Work order: Scan the entries below for "pink" and copy each line that holds it.

Point-per-instance localization data:

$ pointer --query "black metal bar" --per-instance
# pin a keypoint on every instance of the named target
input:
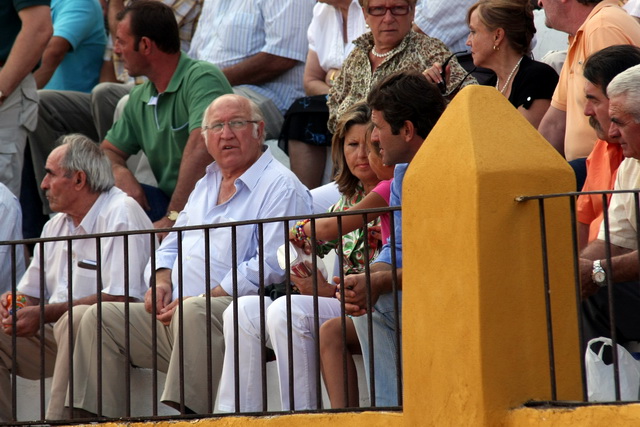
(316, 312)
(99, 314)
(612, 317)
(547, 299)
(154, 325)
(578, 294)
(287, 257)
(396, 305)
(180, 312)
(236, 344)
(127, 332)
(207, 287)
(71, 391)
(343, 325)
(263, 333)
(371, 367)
==
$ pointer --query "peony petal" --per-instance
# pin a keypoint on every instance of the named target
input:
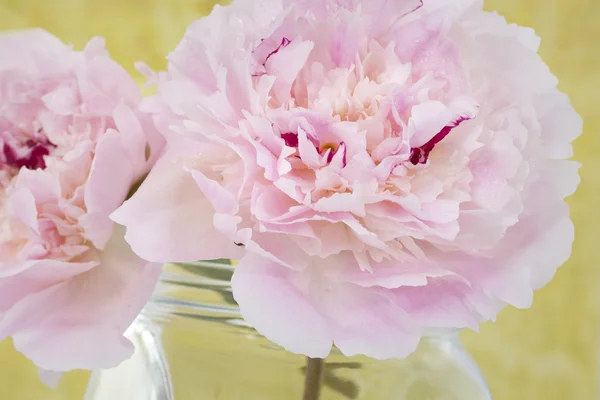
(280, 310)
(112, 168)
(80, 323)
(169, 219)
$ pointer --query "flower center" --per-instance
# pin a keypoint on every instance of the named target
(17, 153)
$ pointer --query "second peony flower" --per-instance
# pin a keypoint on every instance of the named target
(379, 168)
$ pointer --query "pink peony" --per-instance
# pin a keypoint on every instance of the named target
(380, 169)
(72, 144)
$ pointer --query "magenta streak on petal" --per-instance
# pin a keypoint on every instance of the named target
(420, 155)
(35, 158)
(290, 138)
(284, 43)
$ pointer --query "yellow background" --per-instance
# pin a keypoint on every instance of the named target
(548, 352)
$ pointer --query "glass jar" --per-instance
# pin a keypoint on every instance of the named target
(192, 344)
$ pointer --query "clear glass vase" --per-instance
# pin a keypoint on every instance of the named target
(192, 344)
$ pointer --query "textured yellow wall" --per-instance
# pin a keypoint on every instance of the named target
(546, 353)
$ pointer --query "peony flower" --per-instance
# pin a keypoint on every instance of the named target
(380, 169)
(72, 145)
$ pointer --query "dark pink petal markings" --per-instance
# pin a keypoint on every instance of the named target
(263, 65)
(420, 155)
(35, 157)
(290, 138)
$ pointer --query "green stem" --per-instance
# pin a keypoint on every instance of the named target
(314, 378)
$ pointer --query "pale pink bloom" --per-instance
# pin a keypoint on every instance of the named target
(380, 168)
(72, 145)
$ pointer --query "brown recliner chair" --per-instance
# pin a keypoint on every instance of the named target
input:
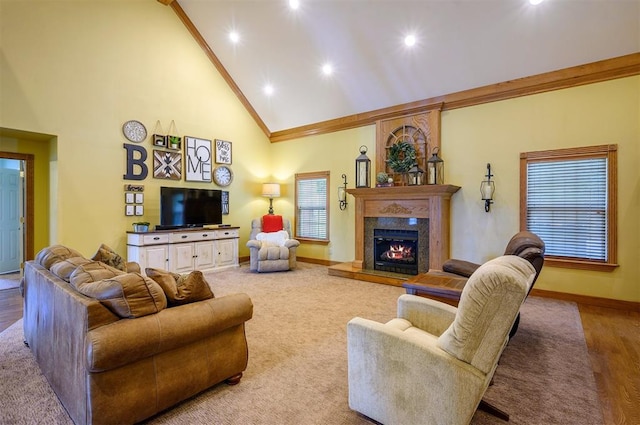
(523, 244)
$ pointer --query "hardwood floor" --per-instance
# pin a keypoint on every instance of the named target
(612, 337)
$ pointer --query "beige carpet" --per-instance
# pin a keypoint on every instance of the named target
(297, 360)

Response box:
$ pointer --query "pink peony" --per-instance
$ pointer --query "dark pink petal markings" --per-instance
$ pointer --query "pale pink bloom" --per-instance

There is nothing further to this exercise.